[DATASET RECORDS — start]

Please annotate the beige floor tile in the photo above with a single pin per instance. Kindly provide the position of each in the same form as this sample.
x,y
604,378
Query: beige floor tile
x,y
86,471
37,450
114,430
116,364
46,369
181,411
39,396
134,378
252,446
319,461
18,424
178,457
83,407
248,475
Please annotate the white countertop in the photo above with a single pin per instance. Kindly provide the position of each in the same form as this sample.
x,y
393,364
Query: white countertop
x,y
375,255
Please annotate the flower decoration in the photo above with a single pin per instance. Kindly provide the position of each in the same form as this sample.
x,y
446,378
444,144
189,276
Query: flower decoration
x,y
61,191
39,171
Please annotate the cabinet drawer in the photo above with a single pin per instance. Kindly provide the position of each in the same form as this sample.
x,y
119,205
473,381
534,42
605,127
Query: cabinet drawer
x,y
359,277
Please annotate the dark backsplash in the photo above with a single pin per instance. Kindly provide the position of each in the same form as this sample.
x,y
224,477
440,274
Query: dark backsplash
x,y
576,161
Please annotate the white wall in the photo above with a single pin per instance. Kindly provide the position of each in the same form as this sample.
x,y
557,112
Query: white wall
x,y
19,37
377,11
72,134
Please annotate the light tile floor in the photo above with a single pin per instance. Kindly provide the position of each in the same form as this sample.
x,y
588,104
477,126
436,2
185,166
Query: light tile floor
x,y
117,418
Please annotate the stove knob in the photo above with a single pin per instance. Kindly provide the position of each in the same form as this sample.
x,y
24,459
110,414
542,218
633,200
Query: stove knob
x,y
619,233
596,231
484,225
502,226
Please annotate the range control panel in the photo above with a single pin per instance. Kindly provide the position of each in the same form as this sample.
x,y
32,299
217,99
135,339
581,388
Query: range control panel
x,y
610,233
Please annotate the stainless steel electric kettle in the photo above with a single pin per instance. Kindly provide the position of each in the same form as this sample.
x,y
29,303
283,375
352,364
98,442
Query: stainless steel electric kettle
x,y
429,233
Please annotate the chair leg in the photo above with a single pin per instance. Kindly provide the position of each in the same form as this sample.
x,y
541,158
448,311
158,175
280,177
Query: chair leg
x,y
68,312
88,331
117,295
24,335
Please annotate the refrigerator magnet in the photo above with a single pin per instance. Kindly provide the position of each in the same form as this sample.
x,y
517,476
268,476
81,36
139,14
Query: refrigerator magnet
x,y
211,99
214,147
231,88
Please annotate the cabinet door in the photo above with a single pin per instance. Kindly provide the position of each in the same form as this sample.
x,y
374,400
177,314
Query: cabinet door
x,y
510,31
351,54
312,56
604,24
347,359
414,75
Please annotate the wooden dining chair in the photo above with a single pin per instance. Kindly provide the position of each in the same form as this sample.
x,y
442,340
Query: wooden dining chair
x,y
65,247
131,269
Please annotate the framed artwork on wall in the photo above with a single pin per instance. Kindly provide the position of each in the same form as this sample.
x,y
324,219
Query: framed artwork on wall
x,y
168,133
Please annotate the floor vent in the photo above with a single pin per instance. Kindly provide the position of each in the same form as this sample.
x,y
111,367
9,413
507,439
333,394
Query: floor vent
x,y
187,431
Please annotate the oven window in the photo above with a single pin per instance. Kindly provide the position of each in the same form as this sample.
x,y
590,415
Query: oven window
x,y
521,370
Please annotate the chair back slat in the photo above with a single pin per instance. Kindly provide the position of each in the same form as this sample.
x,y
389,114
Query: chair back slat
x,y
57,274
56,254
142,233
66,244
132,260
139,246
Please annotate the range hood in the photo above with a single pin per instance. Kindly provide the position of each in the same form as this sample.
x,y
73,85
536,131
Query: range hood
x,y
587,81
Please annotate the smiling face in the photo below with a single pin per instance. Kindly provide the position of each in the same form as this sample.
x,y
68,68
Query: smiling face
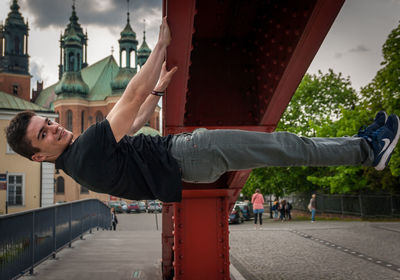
x,y
49,137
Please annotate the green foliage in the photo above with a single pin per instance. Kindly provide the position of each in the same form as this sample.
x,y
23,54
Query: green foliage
x,y
325,105
318,99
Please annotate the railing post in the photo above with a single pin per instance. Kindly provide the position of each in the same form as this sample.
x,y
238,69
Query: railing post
x,y
33,243
81,215
70,226
342,203
391,205
54,233
98,215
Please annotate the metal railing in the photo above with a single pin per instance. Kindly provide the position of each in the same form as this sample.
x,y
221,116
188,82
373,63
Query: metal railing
x,y
30,237
363,205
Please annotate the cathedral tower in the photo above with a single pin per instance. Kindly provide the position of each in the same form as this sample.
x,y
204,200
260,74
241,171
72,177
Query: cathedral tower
x,y
14,58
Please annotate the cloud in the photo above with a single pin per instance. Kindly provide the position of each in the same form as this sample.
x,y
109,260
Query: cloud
x,y
108,13
359,48
338,55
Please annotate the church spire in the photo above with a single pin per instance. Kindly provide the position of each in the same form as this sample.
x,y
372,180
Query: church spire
x,y
144,50
127,14
73,45
127,57
14,34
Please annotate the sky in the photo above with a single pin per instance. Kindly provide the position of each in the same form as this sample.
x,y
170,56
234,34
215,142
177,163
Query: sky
x,y
353,46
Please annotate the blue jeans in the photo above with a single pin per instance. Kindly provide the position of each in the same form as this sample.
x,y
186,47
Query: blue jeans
x,y
313,211
205,155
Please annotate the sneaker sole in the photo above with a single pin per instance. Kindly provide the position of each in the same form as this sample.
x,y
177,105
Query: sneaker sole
x,y
383,162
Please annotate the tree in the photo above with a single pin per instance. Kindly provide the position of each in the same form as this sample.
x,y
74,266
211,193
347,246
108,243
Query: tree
x,y
319,98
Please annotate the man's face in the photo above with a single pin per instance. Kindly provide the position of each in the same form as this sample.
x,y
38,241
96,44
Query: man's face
x,y
49,137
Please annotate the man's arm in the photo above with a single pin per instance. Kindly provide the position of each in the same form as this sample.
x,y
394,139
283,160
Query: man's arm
x,y
148,106
125,111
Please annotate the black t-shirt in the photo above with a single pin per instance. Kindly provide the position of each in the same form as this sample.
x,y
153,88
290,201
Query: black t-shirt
x,y
138,167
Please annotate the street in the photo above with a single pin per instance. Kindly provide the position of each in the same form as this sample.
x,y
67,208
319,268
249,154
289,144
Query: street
x,y
280,250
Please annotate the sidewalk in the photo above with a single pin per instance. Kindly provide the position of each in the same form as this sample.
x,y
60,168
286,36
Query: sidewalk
x,y
131,252
322,250
281,250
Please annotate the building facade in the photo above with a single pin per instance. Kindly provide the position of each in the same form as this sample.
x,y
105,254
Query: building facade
x,y
24,184
86,93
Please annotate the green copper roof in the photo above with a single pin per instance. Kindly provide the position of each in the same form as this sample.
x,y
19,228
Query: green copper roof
x,y
71,36
144,48
128,31
147,130
71,84
97,76
8,101
74,24
122,79
14,16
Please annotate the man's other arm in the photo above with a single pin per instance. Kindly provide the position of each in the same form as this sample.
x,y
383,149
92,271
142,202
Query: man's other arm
x,y
126,110
148,107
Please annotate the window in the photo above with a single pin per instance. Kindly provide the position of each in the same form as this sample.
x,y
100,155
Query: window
x,y
84,190
99,117
9,150
16,45
15,89
123,58
71,62
69,120
15,189
82,121
60,185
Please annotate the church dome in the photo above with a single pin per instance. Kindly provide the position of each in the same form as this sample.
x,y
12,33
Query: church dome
x,y
122,79
71,84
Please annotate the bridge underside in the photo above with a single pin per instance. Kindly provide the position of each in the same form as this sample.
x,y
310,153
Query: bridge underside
x,y
239,64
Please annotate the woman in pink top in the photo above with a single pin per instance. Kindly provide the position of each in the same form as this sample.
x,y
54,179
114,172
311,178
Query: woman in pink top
x,y
258,206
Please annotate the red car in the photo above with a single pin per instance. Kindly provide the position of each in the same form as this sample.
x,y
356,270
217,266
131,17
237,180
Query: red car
x,y
133,207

[DATASET RECORDS — finish]

* [WHAT THE TASK REQUIRES]:
Repeat the records word for word, skipping pictures.

* [SOLUTION TO THE PROBLEM]:
Please annotate the beige floor tile in the photo above with a single pin per instance. Kindly provide the position of each in the same form as this sample.
x,y
604,378
Query: beige floor tile
x,y
86,471
37,450
114,430
116,364
46,369
181,411
39,396
134,378
252,446
319,461
18,424
178,457
83,407
248,475
Please annotate the white countertop in the photo above with a single pin per instance. Kindly provide the position of each in the same form as this sample.
x,y
393,364
Query: white countertop
x,y
375,255
Please annotate the flower decoration in the photo above with a single pin per instance. Kindly provide the position of each in the same form as this sample.
x,y
446,378
444,144
189,276
Query: flower decoration
x,y
61,191
39,171
Please annotate the cabinet drawer in the photo above with a single pin per instance. Kindly provide the position of each in the same form as this sample.
x,y
119,205
473,381
534,42
605,127
Query: cabinet drawer
x,y
359,277
Please annotate the dark backsplash in the photo above with a single pin per instance. Kindly provide the position of each in the same form as this sample.
x,y
224,477
440,274
Query: dark backsplash
x,y
576,161
Please annotate the white wall in the photo above with a single pin per instance. Kindly provide the position of each in the same form as this sample.
x,y
557,112
Query: white wall
x,y
19,37
377,11
72,134
Please annotate the light tile floor in the photo above with a single pin per instance. Kindly provide the position of each in the same form as this sample.
x,y
588,104
477,126
436,2
185,166
Query: light tile floor
x,y
117,418
Please annotate the stove knob in the photo above with a single pin per instance. Kindly provide the position of each in the same form as this sample.
x,y
24,459
110,414
542,218
633,200
Query: stove knob
x,y
619,233
596,231
484,225
502,226
Please annotate the range control panel in the photo above with a single pin per instance. Kindly provide the position of each in the same form as this sample.
x,y
32,299
217,99
135,339
581,388
Query: range control panel
x,y
610,233
Please annotate the stainless steel electric kettle in the photo above with a single pin per instance. Kindly provide the position of each in the same form as this sample.
x,y
29,303
283,375
352,364
98,442
Query: stainless steel electric kettle
x,y
429,233
Please annotate the chair leg in the photo above with a single pin per instance. Kindly provide the position of each in the same form as this sample.
x,y
541,158
448,311
158,175
280,177
Query: chair leg
x,y
68,312
88,331
117,295
24,335
Please annotate the refrigerator magnet in the photo above with a single pin per instance. Kindly provide the position of each in the same form as this sample.
x,y
517,476
268,476
81,36
139,14
Query: refrigerator magnet
x,y
211,99
214,147
231,88
Please annotate the cabinet door in the photo above with a single pin per instance. Kindly provide the position of each in the same form as this sample.
x,y
374,400
177,314
Query: cabinet door
x,y
510,31
351,54
312,56
604,24
347,359
414,75
Please annotate the wooden dining chair in the photo above with a single pin per instance. Kindly provide the position of each in the same form as this sample.
x,y
442,340
Query: wooden dining chair
x,y
65,247
131,269
Please annotate the framed artwork on wall in the photo above with a single pin per instance. Kindly provide the position of each in the same form as this sample.
x,y
324,219
Query: framed artwork on wall
x,y
168,133
Please annotate the floor vent in the photo above with a single pin per instance. Kindly provide the position of each in the same form as this sample.
x,y
111,367
9,413
507,439
333,394
Query: floor vent
x,y
187,431
Please annotate the oven window in the photo above with a single pin per instance. Kindly provide the position of each in the same form as this sample.
x,y
590,415
Query: oven window
x,y
521,370
Please annotate the chair back slat in the photo above with a single pin per instance. Kindly provide the position of each in the same form as this sample.
x,y
389,114
Query: chair back slat
x,y
57,274
56,254
142,233
66,244
132,260
139,246
Please annotate the range hood in the photo above with a single pin per instance. Kindly provide the position of each in the same form as this sample.
x,y
73,85
536,131
Query: range hood
x,y
587,81
Please annotate the smiling face in the photo below with a single pin per instance. Kindly provide the position of each in the same form as this sample.
x,y
68,68
Query: smiling face
x,y
49,137
Please annotate the green foliage in the photo above with a single pin per instance. Kindly provide the position of each in the same form as this sample.
x,y
23,54
Query: green foliage
x,y
325,105
318,99
Please annotate the railing post in the photo above with a single pin per instance. Kindly provide the position of each in the same form as this sample.
x,y
238,69
Query: railing post
x,y
33,243
81,215
70,226
342,203
391,205
54,233
98,215
Please annotate the metal railing in the photo above with a single pin per instance. Kindly provide the position of each in the same form as this sample.
x,y
221,116
188,82
373,63
Query: metal railing
x,y
30,237
363,205
Please annotate the cathedral tower in the photo above with a single pin per instance. Kindly provide the position of each in the same form as this sample.
x,y
204,200
260,74
241,171
72,177
Query: cathedral tower
x,y
14,58
Please annotate the cloud in the photo above with a single pin per instance. Kindly provide the position of each in the same form as this sample.
x,y
109,260
Query: cloud
x,y
108,13
359,48
338,55
Please annotate the church spire in the photo above with a single pin per instance. Kindly provide the position of each in the same form as this sample.
x,y
372,180
Query: church spire
x,y
144,50
127,14
73,45
127,57
14,34
Please annotate the sky in the photo above with a single pin per instance. Kindly provide the position of each in the same form as this sample.
x,y
170,56
234,34
215,142
177,163
Query: sky
x,y
353,46
Please annotate the blue jeans in the photo above with a single pin per instance. Kindly provide the position of each in the same form as this sample.
x,y
186,47
Query: blue jeans
x,y
313,211
205,155
Please annotate the sneaker sole in the photo above with a single pin per instance. Kindly provide the position of each in the same form as this sample.
x,y
177,105
Query: sneaker sole
x,y
383,162
Please annotate the tree in the photo above with a single pin per instance. Kindly provide the position of each in the same form as this sample.
x,y
74,266
211,193
347,246
108,243
Query: tree
x,y
319,98
Please annotate the man's face in the photo above with a single pin per instance. Kindly provide the position of each in the same form as this sample.
x,y
38,241
96,44
Query: man's face
x,y
49,137
Please annotate the man's arm in the photo above with a single pin per instance. Kindly provide the position of each in the same form as this sample.
x,y
394,139
283,160
Query: man's arm
x,y
148,106
125,111
Please annotate the black t-shirt in the photo above with a single pin per instance. Kindly provide the position of each in the same form as this sample.
x,y
153,88
290,201
Query: black t-shirt
x,y
138,167
Please annotate the street in the photo above with a single pin per instance. Kindly provide the position of each in the same form as this sample.
x,y
67,208
319,268
249,154
289,144
Query: street
x,y
280,250
Please annotate the sidewalk in the photo above with a single pin per instance. Kindly provide the position of each in the same form as this sample.
x,y
60,168
286,36
Query: sidewalk
x,y
131,252
322,250
281,250
Please annotate the building facade in the photo above with a single pin per instance. Kindly provide the position of each in the same form as this sample.
x,y
105,254
Query: building facade
x,y
24,184
86,93
Please annotate the green copper roof in the photo above with a single pin per instance. Kindly provide the position of each in the same form as this sample.
x,y
19,228
Query: green copper roof
x,y
71,36
144,48
128,31
147,130
71,84
97,76
8,101
74,24
122,79
14,16
Please annotate the man's other arm in the photo above with a single pin per instance. Kindly provide the position of each in the same form as this sample.
x,y
383,149
92,271
142,202
Query: man's other arm
x,y
126,110
148,107
Please annotate the window in the photo above with a single pin per instance. Kindly provide the position of each in the same form as this sample.
x,y
100,155
Query: window
x,y
84,190
99,117
9,150
16,45
15,89
123,58
71,62
69,120
15,189
82,121
60,185
Please annotate the church dome in the photo above with a single pin per instance. Kindly provide the position of each in the same form as this sample.
x,y
12,33
Query: church dome
x,y
122,79
71,84
Please annotate the bridge underside in the photo above with a single pin per instance. Kindly provide the position of each in the same form as this sample.
x,y
310,153
Query: bridge underside
x,y
239,64
Please annotate the woman in pink top in the photo above with a single pin per instance. Kindly provide the position of each in the same form as this sample.
x,y
54,179
114,172
311,178
Query: woman in pink top
x,y
258,206
Please annotate the red car in the photo above with a single pin per instance. Kindly provide the position of each in the same form as this sample.
x,y
356,270
217,266
131,17
237,180
Query: red car
x,y
133,207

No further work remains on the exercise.